• [Requirement]:
Which lines of the entries below hold the word "playground"? Report each of them.

• [Entries shown]:
□ □ □ □

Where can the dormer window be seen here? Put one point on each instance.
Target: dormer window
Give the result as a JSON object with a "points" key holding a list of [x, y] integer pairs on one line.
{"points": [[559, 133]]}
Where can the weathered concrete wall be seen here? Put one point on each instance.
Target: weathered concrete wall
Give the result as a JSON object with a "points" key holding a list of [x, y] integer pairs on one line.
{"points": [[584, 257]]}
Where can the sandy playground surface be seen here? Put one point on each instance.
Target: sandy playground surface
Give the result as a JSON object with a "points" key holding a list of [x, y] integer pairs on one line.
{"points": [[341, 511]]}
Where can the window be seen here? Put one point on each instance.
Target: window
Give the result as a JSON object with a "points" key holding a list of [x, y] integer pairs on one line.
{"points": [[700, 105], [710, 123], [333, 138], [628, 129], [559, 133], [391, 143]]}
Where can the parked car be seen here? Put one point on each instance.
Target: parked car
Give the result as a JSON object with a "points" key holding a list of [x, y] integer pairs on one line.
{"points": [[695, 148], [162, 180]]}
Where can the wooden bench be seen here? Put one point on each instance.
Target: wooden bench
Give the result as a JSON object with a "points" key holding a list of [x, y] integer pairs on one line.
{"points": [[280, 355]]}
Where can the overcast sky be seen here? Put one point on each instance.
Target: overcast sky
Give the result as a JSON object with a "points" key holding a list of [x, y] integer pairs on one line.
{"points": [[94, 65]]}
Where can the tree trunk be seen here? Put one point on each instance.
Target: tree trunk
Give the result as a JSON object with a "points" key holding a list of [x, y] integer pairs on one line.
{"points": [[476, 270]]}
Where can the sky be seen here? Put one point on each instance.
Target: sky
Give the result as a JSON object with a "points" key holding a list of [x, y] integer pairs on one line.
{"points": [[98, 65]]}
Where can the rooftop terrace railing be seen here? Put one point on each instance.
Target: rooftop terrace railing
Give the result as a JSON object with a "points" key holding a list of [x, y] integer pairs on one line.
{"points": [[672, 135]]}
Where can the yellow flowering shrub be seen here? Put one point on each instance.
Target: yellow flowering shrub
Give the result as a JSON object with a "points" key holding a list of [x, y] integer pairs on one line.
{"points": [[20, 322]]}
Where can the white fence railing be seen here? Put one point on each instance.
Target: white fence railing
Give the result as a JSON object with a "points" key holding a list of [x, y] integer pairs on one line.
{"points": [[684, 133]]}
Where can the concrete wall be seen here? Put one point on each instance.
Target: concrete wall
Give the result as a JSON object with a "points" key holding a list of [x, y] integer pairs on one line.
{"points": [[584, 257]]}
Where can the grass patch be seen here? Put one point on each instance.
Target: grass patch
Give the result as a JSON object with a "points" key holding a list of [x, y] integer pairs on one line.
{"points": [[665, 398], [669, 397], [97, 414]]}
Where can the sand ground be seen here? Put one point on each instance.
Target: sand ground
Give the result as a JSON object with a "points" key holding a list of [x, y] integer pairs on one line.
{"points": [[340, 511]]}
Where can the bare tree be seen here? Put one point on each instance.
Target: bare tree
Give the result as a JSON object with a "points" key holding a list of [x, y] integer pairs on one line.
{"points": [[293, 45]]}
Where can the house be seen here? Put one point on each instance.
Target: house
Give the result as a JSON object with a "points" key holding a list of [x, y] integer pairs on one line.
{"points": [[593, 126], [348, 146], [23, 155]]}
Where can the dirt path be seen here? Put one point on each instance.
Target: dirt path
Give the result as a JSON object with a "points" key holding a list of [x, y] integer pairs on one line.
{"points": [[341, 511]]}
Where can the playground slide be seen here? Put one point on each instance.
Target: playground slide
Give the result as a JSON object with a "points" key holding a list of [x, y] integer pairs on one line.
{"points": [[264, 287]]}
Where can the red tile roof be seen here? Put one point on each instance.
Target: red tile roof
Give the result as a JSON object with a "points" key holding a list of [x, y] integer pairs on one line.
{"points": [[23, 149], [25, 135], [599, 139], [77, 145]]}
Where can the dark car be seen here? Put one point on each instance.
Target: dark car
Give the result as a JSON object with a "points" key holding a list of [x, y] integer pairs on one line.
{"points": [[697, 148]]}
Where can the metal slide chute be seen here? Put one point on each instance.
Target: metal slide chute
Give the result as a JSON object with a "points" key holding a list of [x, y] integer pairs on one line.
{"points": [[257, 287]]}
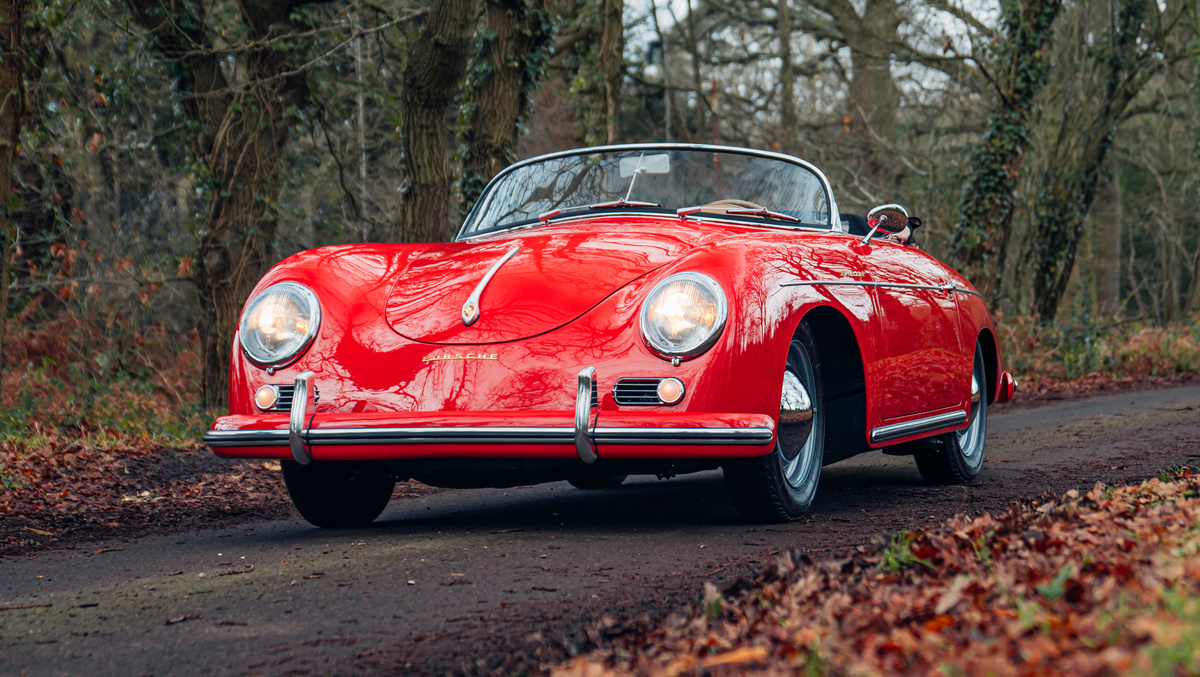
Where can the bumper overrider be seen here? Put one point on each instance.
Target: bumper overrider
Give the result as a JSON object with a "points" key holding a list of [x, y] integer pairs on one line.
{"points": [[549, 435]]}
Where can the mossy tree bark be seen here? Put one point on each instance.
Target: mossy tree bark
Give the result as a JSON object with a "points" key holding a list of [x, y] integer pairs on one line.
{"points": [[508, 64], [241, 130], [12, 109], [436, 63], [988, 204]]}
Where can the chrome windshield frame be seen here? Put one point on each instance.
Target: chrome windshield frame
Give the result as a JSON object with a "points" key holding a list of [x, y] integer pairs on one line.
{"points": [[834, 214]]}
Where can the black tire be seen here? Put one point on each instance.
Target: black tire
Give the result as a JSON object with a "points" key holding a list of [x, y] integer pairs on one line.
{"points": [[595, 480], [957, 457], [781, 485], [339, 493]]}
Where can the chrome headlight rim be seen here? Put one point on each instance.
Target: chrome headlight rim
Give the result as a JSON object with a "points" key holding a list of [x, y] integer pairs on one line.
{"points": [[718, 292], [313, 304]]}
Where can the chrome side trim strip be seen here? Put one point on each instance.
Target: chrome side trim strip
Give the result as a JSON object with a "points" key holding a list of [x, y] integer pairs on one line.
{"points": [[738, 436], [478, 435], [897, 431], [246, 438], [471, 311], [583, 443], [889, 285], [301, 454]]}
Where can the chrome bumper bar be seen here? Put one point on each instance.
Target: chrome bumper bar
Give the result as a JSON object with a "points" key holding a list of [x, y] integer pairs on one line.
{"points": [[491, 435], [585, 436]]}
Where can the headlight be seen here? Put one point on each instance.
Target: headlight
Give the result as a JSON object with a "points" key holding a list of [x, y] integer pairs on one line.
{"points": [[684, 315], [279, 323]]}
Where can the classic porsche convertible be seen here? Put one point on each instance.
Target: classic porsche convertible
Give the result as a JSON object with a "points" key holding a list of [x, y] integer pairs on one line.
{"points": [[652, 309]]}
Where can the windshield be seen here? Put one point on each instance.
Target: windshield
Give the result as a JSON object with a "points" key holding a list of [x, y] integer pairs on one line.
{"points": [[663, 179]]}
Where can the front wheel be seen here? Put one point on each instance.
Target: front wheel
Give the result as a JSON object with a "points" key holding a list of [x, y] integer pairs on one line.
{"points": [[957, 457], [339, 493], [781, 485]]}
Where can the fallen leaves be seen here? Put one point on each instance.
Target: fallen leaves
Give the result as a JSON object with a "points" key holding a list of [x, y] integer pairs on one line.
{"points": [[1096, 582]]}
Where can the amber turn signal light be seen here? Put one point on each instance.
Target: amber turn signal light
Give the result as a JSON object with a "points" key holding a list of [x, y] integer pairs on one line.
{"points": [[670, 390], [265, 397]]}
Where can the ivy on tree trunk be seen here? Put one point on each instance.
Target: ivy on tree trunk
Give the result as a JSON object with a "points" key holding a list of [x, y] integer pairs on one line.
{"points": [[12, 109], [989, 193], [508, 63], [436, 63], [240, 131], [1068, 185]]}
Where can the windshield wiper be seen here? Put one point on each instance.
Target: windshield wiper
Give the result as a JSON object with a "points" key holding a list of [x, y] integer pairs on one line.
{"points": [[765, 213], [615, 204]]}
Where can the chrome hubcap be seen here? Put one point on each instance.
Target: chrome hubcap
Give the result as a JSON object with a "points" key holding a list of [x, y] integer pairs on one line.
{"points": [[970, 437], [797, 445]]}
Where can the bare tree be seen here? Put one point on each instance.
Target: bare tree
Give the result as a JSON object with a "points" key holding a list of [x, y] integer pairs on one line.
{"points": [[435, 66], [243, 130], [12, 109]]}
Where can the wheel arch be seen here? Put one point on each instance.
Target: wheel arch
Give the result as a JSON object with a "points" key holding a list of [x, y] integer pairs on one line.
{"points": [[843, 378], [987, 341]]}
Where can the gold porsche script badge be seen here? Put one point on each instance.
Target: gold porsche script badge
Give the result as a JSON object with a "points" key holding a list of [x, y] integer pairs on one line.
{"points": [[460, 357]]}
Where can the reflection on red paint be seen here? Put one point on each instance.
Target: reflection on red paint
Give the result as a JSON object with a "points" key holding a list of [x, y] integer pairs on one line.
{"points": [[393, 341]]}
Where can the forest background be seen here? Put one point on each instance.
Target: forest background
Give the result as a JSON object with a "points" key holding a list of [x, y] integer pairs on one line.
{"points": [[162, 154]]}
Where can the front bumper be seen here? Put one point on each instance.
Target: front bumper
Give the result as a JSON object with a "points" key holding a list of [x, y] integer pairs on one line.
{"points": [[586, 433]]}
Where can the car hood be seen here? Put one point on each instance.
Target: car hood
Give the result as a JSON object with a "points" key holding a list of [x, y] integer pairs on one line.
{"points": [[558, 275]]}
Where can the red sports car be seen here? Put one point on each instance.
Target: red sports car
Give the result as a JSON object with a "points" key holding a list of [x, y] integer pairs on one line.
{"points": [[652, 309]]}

□ □ □ □

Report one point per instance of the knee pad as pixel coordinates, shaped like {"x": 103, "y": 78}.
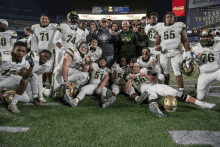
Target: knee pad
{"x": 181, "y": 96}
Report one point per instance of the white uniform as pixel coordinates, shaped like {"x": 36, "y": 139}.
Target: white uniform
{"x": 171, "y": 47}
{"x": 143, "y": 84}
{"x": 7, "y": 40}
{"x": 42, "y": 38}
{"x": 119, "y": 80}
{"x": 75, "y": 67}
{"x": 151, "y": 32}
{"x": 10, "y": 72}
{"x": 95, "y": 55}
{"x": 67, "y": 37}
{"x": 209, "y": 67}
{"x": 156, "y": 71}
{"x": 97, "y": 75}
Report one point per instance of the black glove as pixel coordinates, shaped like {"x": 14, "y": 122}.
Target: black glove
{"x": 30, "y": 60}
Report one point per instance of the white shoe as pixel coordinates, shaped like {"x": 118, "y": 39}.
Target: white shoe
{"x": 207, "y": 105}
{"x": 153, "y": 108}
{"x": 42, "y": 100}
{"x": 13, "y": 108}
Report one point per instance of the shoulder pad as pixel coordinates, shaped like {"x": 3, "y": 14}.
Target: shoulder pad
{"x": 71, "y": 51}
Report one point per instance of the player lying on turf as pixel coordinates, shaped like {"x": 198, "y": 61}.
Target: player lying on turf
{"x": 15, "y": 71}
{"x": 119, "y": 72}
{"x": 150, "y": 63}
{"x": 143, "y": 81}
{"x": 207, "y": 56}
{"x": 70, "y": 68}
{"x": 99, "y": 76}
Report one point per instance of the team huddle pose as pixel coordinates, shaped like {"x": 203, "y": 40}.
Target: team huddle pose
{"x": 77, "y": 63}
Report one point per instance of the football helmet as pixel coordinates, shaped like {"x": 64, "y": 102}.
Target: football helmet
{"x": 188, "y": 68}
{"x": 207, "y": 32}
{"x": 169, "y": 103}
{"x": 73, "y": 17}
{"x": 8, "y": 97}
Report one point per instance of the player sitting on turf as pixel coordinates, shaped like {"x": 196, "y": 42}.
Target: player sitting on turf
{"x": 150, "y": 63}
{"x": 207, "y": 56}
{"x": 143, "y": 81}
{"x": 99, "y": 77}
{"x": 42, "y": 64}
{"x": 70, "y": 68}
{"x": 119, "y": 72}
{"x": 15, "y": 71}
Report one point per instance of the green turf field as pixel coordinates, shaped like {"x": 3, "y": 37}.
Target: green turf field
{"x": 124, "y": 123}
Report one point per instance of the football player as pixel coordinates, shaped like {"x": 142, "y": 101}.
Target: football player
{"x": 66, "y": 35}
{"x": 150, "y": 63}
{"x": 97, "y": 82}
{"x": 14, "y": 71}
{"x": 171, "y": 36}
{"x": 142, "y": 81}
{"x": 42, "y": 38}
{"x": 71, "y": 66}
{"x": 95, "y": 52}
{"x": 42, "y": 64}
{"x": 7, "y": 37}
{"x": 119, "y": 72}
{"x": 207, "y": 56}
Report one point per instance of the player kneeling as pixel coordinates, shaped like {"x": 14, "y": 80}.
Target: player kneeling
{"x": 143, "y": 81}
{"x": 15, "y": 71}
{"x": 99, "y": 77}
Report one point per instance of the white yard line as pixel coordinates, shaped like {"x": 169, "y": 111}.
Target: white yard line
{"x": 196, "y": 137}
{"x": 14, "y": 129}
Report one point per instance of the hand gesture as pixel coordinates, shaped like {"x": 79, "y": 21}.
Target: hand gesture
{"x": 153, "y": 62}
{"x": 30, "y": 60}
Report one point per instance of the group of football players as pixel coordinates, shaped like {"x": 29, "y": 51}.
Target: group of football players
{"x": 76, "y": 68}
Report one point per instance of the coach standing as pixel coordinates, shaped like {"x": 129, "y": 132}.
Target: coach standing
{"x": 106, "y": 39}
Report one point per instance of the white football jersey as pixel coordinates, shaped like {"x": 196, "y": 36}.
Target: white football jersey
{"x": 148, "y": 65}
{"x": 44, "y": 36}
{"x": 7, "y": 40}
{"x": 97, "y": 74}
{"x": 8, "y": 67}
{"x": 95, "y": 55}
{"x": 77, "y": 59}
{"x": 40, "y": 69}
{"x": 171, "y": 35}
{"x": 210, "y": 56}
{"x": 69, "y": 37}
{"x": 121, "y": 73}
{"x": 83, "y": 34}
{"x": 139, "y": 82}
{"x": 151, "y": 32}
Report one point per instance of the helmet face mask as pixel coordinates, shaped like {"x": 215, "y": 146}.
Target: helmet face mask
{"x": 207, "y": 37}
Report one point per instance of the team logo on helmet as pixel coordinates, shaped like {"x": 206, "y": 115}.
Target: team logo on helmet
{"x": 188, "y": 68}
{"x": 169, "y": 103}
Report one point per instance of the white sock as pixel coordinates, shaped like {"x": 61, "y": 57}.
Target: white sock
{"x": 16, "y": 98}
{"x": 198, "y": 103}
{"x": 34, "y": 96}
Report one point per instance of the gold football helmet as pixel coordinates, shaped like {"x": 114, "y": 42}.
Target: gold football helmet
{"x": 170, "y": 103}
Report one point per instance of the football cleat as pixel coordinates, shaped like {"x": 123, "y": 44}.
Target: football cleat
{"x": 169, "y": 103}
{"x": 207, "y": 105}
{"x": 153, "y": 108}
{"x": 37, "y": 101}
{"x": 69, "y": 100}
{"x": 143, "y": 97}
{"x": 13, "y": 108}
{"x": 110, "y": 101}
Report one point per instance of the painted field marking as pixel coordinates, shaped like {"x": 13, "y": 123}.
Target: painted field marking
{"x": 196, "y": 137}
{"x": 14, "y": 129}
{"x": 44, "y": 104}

□ □ □ □

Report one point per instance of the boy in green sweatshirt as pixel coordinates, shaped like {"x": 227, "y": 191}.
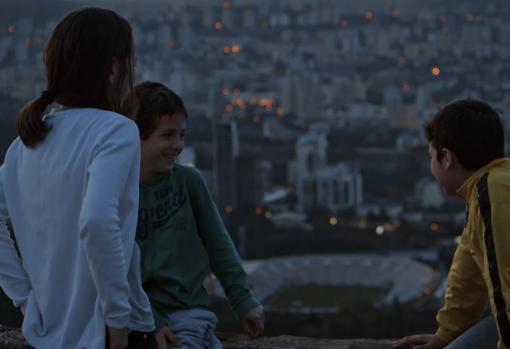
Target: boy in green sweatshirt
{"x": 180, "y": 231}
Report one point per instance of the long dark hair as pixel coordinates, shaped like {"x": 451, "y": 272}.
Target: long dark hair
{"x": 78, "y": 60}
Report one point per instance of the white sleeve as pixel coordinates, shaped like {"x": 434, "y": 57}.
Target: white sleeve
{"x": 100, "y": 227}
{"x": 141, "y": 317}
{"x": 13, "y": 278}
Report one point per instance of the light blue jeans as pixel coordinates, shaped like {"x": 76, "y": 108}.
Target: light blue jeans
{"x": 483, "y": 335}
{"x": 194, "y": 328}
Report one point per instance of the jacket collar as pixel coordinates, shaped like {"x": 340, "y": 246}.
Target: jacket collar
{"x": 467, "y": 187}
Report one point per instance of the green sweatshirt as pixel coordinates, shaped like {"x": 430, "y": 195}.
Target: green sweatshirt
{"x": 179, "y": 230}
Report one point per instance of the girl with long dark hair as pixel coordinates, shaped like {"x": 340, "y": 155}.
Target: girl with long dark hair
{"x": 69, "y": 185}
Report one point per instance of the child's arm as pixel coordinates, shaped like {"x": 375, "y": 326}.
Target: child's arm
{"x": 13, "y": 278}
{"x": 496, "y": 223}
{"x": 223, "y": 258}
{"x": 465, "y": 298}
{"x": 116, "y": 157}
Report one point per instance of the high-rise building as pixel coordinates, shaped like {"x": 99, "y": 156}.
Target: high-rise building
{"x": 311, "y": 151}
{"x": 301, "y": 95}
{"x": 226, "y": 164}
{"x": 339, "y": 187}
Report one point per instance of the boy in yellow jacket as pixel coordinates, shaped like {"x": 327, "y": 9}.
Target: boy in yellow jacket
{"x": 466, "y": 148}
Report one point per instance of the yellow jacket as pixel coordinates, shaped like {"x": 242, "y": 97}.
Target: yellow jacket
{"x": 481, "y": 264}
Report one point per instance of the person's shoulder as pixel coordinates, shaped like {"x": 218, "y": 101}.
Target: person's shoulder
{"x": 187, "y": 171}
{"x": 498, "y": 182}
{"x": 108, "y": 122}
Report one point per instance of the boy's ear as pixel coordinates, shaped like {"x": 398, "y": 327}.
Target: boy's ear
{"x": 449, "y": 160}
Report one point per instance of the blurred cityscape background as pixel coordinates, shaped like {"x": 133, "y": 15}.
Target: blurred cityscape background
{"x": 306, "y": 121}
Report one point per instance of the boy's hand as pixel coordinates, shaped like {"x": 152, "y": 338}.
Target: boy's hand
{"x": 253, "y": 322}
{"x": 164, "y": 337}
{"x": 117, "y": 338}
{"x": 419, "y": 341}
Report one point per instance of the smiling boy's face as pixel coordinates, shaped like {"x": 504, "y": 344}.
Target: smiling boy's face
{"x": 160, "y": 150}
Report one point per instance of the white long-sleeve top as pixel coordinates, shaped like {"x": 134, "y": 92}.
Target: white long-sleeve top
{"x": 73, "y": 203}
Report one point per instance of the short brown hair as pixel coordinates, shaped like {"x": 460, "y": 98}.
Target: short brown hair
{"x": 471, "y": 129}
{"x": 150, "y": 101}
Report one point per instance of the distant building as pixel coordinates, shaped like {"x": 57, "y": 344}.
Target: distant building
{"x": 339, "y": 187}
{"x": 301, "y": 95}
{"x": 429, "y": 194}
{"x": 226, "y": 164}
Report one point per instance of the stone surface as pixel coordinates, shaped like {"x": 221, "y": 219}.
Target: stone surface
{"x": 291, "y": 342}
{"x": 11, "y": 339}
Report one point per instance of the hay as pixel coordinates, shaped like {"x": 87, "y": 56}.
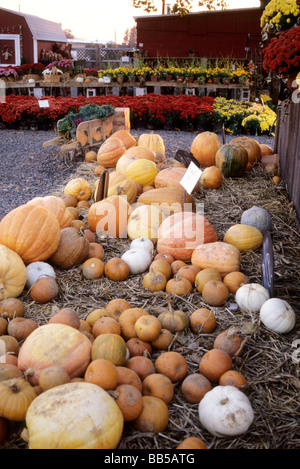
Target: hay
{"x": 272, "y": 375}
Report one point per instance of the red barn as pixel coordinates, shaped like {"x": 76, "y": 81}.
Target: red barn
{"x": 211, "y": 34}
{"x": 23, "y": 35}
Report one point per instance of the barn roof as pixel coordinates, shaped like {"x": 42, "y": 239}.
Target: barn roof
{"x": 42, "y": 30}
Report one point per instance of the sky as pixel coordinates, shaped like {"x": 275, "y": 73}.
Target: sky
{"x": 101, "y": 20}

□ □ □ □

• [Result of this exercise]:
Where can the sandy playground surface be seen here? Put one point on each instance.
Target: sandy playground surface
Where can the playground slide be seen here? Put one point on each instance.
Target: playground slide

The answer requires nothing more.